Exercise -
Go to the line below containing "[locate] butterfly hindwing" and print exactly from there through the line containing "[locate] white football jersey", both included. Print nothing else.

Data provided -
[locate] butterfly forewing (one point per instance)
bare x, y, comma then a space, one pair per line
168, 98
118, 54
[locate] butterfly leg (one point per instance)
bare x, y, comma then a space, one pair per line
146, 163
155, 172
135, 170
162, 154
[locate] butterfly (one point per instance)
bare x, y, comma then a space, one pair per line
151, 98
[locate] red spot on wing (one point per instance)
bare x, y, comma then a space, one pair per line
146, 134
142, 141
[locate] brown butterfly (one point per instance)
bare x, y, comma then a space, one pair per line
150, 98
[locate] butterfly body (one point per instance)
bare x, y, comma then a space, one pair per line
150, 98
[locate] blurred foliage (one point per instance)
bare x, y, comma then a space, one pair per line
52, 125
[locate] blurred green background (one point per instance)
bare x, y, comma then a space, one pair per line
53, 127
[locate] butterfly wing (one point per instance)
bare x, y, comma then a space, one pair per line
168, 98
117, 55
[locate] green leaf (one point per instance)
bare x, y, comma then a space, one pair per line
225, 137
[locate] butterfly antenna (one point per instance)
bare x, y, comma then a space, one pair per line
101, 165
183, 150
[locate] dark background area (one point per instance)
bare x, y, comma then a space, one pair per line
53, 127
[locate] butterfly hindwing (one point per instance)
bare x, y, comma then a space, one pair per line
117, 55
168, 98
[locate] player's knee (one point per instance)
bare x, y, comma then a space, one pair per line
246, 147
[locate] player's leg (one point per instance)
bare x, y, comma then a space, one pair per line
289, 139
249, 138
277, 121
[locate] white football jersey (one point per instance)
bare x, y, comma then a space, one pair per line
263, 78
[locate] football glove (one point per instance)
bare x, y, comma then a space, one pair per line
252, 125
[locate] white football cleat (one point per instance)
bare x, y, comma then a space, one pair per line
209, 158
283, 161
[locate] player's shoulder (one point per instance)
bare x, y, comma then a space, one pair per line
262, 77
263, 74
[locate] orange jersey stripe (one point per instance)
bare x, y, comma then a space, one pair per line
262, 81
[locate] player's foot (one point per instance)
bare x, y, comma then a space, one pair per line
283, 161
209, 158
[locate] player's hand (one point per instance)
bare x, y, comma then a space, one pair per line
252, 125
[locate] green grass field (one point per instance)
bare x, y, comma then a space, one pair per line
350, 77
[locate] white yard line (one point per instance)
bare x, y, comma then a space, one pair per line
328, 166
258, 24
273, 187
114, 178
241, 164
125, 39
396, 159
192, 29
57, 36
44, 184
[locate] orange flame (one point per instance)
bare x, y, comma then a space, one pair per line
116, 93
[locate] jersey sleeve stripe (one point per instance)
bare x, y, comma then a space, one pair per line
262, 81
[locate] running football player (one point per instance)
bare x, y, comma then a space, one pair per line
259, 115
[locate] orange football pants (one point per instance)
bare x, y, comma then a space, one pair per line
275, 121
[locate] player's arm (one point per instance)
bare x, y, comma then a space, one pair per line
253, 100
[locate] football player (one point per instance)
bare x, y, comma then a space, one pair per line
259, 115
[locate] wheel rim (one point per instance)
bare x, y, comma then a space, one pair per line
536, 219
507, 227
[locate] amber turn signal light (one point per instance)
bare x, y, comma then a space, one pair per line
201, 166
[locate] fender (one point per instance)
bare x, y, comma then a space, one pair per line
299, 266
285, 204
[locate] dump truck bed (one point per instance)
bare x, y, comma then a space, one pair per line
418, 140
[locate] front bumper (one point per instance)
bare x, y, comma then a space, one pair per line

Your response -
[locate] butterfly hindwing (one point per instance)
bare x, y, comma then a space, one pair per line
117, 55
168, 98
[locate] player's knee (one point per instance)
bare x, y, comma then a space, one pair per line
246, 147
[locate] player's leg (one point per instance)
bare x, y, comma then a space, one pair per line
289, 139
249, 138
277, 121
[locate] white football jersey (one point per instance)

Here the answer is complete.